Required action: The required output is the line that contains "Pin every instance of the boy" through the last line of the data, retyped verbatim and with nothing added.

--- Source information Enclosed Below ---

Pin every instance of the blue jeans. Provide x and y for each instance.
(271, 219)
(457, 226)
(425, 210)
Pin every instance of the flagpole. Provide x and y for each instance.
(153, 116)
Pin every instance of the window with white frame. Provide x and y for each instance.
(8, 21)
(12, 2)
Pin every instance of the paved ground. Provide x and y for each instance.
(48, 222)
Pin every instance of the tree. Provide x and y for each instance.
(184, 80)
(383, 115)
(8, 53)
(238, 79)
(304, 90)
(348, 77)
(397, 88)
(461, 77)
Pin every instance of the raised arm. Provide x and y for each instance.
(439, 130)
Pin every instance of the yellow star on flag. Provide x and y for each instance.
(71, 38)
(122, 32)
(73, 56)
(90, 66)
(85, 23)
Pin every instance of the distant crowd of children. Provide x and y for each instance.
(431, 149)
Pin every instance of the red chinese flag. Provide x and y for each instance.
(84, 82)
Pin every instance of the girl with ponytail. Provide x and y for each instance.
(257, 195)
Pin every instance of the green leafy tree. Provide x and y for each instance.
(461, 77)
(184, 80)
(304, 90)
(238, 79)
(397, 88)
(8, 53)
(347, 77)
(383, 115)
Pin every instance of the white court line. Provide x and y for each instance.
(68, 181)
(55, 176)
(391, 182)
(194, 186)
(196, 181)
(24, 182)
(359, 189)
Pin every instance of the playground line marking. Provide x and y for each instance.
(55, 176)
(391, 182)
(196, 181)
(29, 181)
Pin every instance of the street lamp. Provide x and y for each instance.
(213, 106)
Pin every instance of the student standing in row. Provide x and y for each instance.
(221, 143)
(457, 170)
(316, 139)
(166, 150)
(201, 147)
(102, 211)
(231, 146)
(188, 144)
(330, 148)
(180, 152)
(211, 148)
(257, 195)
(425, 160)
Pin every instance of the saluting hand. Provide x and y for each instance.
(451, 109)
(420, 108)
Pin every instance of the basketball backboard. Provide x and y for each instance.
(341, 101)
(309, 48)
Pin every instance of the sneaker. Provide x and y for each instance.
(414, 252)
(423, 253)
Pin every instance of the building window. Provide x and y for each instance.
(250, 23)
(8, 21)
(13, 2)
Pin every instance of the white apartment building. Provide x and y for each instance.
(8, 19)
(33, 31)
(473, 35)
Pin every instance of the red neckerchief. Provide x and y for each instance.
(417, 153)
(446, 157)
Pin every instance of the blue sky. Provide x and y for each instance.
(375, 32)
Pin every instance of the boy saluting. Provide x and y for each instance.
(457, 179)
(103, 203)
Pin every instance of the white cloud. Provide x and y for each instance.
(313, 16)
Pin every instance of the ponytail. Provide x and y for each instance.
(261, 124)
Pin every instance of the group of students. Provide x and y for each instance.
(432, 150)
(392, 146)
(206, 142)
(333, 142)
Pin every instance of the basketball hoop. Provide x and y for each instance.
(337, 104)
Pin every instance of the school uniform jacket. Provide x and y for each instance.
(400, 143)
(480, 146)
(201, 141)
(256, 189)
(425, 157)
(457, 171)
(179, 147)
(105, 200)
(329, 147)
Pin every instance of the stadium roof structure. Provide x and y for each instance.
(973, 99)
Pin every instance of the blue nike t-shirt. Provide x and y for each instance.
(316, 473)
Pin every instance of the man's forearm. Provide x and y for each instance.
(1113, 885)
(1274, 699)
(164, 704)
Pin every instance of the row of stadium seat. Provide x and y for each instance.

--- End of Enclosed Source information ---

Completed task:
Pin every instance of the boy saluting. Provide x and y for each instance.
(457, 179)
(103, 203)
Pin every instance of the white cloud. Provide x and y for each instance.
(313, 16)
Pin every instance of the ponytail. Provide x and y for each instance.
(261, 124)
Pin every instance of the group of students. Provide x and y for each instance.
(432, 150)
(392, 146)
(206, 142)
(333, 142)
Pin every instance of the basketball hoop. Provide x and y for each instance.
(337, 104)
Pin every instance of the school uniform jacket. Provide x and y for each instance.
(400, 143)
(480, 146)
(201, 141)
(256, 189)
(425, 157)
(457, 171)
(179, 147)
(105, 200)
(329, 147)
Pin every instance of the stadium roof structure. Provide x and y for each instance.
(973, 99)
Pin every instance of the blue nike t-shirt. Provide x and y for each instance.
(316, 473)
Pin every instance of the man's forearm. Provide x and y for each instance.
(1113, 885)
(1274, 699)
(164, 704)
Pin every instance of the row of stadium seat. Provide x and y for each instance.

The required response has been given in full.